» Exercise aim
When a line below contains the word "body", copy that line.

+++ Data supplied +++

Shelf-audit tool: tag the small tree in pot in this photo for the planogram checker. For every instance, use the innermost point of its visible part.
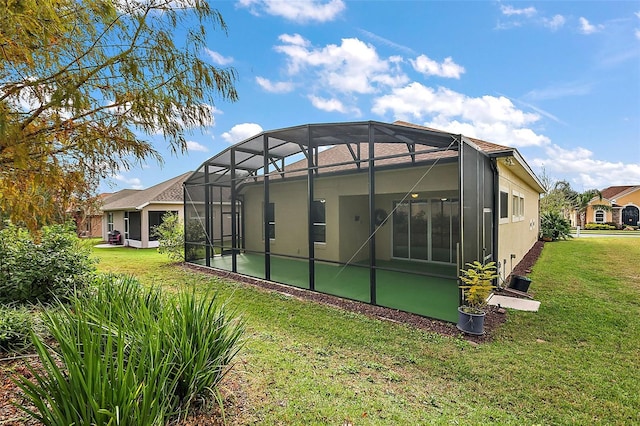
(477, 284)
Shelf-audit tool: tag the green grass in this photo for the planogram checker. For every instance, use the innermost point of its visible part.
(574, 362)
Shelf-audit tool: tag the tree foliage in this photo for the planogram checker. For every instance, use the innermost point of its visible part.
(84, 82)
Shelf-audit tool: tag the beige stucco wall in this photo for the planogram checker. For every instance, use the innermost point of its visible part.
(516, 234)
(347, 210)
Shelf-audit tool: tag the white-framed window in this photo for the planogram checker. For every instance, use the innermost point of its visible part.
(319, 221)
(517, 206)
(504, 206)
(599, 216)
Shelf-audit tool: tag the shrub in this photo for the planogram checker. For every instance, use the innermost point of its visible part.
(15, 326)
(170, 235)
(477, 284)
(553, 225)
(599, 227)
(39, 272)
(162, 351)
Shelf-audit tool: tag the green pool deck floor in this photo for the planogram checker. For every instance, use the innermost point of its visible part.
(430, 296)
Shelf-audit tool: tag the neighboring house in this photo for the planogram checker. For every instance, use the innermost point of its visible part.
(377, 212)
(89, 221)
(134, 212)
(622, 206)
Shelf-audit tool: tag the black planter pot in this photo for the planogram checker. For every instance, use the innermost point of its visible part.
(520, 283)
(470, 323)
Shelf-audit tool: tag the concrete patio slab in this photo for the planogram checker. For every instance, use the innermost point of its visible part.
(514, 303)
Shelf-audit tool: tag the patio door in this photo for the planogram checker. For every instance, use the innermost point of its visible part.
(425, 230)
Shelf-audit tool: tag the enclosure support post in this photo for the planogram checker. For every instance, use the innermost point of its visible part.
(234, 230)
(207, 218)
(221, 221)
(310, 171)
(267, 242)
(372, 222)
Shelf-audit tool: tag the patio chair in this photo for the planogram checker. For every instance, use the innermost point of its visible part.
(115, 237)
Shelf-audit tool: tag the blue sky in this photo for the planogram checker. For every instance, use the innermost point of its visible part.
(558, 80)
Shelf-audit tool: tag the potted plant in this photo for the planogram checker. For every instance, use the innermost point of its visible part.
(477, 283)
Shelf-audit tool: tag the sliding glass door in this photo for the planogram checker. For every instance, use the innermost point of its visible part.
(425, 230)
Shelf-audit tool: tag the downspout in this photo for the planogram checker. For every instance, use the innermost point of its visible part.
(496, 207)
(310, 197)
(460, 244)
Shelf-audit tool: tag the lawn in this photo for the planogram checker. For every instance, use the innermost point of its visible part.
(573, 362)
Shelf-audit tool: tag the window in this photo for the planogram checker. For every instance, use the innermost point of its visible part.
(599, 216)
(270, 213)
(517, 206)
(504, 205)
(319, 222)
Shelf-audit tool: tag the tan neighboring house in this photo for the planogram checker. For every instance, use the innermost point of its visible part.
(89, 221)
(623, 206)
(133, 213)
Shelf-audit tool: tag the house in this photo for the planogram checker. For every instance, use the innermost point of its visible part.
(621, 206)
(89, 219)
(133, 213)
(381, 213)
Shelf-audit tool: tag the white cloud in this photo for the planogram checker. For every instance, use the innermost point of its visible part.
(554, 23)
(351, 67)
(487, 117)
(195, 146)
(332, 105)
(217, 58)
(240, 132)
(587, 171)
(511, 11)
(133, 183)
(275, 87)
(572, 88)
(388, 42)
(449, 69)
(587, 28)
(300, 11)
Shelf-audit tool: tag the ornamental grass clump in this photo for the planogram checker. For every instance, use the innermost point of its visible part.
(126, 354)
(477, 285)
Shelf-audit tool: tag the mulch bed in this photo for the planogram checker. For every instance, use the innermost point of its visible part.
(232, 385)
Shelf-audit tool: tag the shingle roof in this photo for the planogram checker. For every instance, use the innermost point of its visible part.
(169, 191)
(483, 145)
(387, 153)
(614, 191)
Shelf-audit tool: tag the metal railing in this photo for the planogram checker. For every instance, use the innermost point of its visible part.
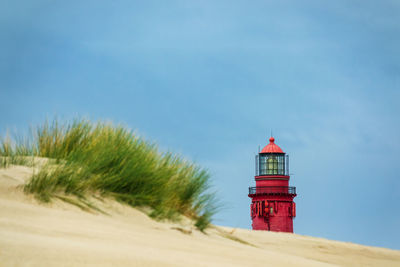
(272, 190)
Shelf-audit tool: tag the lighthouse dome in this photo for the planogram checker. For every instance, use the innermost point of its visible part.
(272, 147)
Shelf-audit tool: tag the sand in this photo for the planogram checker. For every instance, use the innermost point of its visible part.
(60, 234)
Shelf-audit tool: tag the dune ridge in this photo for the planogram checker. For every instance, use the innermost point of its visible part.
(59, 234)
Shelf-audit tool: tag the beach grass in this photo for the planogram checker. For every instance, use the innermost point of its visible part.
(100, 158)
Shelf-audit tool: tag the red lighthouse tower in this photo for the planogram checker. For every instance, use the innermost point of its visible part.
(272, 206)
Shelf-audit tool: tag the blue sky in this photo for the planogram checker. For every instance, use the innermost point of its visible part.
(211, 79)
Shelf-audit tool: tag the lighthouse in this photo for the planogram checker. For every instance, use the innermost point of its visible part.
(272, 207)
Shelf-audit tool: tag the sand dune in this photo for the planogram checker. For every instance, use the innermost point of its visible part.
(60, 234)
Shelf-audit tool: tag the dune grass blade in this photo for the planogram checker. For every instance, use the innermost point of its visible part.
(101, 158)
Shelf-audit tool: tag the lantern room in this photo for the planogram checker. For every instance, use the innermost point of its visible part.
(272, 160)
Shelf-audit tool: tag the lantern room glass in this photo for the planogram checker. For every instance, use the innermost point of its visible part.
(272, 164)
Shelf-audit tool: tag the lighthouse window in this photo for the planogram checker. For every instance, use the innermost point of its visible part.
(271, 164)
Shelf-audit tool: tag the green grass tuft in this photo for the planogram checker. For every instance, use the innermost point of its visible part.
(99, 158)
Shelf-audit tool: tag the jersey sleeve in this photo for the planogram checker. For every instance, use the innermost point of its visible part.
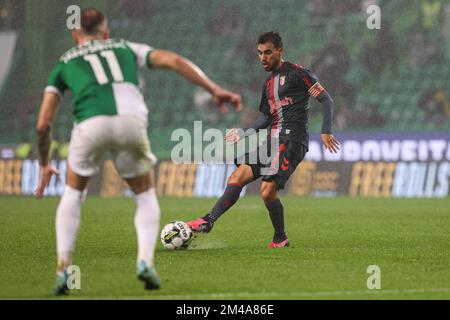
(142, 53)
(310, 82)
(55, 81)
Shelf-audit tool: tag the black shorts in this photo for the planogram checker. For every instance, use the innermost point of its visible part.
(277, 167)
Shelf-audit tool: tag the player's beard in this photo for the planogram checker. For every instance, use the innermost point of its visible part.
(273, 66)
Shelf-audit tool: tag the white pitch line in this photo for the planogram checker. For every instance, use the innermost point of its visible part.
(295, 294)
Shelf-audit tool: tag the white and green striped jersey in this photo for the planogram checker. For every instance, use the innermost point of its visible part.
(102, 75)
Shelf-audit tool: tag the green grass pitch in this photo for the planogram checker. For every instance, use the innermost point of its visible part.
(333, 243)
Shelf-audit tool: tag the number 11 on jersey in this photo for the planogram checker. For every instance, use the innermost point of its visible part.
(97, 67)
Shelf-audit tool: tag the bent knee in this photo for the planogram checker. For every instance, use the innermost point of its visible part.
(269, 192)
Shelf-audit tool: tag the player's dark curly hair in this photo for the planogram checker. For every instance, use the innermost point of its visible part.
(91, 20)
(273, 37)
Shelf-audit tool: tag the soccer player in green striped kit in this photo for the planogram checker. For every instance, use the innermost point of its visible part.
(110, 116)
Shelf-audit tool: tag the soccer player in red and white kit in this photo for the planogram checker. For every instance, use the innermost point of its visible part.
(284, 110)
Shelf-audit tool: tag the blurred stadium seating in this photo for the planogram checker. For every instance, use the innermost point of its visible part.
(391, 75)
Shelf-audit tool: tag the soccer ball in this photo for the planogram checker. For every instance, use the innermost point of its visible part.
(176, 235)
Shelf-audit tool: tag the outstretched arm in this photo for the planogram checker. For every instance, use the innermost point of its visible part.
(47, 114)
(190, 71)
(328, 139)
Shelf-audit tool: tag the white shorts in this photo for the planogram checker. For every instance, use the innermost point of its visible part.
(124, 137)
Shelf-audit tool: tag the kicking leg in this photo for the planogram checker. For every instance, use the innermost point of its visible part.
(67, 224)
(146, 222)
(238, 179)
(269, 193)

+++
+++ Data supplied +++

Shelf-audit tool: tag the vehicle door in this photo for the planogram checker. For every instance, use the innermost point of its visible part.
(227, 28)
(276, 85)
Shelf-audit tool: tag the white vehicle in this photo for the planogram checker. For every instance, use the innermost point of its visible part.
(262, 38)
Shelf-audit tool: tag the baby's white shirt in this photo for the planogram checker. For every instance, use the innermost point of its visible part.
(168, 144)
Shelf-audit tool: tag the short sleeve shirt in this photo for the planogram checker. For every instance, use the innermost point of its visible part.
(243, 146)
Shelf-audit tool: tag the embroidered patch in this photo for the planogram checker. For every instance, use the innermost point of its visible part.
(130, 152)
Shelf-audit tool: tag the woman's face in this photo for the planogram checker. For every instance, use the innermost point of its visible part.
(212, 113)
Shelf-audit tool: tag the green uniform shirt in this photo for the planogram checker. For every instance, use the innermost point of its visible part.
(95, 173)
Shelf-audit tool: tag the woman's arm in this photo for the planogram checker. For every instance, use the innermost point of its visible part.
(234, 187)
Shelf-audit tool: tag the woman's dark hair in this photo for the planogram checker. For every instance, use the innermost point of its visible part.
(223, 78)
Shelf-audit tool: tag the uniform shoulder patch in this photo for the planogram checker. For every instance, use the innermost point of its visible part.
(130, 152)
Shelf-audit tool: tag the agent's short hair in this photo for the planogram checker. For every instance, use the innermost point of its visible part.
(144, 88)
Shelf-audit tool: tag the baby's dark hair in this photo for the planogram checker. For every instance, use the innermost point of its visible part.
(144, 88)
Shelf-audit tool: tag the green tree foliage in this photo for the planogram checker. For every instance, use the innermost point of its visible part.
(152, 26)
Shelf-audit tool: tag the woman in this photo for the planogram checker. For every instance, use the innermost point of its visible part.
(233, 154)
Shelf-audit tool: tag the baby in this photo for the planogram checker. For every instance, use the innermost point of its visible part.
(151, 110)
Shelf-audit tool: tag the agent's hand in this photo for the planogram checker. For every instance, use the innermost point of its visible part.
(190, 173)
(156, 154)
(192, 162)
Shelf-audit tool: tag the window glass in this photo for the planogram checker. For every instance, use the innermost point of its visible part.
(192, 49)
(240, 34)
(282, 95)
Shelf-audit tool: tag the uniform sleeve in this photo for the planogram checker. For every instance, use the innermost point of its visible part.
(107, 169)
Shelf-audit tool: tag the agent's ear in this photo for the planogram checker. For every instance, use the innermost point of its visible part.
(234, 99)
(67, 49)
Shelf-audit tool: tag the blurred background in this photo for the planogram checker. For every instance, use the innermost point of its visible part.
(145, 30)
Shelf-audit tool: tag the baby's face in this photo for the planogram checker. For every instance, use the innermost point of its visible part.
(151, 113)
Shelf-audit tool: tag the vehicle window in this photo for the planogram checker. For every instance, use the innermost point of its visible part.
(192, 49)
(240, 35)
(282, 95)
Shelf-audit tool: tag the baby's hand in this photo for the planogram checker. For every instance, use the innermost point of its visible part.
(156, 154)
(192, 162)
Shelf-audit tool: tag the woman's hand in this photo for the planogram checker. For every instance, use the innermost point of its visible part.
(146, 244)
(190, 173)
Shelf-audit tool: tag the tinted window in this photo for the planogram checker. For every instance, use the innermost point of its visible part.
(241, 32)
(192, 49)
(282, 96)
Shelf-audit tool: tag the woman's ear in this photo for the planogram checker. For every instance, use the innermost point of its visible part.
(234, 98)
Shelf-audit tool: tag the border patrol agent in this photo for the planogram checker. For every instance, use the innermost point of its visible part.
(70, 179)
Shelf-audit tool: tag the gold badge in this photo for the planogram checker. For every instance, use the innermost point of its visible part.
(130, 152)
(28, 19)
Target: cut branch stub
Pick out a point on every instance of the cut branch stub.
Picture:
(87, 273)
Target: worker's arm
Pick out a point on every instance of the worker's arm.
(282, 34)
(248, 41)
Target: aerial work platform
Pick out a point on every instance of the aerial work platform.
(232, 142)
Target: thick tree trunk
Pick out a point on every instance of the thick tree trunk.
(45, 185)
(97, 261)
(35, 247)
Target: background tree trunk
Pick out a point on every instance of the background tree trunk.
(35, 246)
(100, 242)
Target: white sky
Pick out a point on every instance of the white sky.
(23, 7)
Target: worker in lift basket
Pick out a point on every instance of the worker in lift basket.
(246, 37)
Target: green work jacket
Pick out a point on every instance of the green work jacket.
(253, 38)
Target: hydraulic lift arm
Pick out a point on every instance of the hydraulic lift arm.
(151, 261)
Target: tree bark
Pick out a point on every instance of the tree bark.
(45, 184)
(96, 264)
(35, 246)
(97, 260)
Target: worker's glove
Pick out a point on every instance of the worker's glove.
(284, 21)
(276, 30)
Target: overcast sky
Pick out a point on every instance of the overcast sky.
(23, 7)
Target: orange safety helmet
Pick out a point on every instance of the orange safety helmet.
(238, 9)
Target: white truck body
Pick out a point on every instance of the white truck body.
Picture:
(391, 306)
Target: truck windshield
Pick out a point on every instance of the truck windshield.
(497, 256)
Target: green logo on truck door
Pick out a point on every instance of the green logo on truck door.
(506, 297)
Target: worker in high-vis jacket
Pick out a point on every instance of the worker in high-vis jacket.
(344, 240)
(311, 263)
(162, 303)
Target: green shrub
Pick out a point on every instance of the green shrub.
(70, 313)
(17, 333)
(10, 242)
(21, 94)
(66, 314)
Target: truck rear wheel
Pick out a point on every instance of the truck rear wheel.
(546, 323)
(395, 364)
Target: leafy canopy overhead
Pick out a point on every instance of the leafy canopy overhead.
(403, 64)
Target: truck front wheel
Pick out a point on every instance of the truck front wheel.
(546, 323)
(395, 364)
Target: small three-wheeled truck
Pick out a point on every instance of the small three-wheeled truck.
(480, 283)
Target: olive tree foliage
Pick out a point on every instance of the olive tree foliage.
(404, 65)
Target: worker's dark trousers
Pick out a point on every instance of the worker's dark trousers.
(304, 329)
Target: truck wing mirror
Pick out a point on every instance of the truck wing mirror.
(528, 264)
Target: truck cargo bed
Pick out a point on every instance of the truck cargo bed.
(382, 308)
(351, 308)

+++

» Task solution
Target: white truck body
Pick out a point on every instance of the white truck body.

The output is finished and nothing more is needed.